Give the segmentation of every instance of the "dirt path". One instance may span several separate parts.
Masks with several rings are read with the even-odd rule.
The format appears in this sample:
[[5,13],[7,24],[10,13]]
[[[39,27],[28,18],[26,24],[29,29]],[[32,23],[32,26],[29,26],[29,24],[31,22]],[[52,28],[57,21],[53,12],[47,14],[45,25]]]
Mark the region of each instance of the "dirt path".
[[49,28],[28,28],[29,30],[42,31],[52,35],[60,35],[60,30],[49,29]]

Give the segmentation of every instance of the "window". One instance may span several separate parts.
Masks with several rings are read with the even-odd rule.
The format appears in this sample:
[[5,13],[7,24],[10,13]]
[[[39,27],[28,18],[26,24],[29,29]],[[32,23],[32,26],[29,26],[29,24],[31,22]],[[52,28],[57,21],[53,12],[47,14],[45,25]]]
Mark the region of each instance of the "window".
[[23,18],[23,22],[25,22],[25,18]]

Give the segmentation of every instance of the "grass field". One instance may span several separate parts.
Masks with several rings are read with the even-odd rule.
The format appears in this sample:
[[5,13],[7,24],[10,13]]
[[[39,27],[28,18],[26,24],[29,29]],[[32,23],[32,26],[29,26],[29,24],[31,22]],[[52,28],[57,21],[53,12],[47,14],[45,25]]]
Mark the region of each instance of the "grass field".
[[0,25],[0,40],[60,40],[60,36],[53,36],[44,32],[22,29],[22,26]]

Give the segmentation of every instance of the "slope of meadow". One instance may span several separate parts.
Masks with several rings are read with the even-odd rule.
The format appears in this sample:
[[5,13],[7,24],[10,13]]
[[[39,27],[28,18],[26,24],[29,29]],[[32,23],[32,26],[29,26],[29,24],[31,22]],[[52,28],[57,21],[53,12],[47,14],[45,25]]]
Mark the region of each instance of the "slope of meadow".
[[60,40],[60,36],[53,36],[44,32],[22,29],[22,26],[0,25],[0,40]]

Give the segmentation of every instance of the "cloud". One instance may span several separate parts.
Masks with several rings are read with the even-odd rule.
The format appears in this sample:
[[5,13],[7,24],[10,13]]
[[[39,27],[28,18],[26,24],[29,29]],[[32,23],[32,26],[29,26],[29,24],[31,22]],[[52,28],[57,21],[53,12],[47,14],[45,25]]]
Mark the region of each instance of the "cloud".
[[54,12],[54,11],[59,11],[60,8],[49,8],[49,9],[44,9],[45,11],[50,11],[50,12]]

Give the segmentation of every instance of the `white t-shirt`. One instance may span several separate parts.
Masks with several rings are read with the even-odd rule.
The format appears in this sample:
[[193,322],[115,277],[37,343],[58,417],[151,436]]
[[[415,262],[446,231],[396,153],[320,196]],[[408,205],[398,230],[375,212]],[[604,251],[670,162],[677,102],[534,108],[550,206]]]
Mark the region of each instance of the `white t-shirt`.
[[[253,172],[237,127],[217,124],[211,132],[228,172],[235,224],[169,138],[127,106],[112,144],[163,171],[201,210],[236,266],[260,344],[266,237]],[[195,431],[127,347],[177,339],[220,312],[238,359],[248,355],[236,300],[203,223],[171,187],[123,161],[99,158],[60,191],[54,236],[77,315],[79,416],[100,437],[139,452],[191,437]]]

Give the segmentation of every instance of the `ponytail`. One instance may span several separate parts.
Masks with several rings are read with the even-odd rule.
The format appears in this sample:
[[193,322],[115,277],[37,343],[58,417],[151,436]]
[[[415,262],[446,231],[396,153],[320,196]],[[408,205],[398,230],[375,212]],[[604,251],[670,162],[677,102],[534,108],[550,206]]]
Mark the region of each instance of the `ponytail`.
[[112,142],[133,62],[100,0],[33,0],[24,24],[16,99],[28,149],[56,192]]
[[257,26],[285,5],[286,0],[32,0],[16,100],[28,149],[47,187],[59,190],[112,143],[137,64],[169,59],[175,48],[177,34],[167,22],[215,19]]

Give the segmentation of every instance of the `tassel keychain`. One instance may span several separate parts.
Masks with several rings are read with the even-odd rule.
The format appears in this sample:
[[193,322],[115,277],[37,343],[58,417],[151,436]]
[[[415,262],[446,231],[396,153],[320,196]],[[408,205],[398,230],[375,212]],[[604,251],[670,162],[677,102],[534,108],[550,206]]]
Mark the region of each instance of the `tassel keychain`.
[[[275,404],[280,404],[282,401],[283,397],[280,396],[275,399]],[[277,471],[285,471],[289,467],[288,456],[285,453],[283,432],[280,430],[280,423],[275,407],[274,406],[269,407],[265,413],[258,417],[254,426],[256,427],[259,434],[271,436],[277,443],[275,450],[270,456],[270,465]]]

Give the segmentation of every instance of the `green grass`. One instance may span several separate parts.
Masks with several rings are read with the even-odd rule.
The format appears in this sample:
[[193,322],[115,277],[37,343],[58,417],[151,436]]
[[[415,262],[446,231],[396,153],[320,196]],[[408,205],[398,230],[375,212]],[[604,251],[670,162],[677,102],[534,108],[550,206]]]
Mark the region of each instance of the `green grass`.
------------------------------------------------
▸ **What the task asks**: Count the lines in the data above that contain the string "cloud", treating uppercase and lowercase as different, and give only that number.

▸ **Complete output**: 2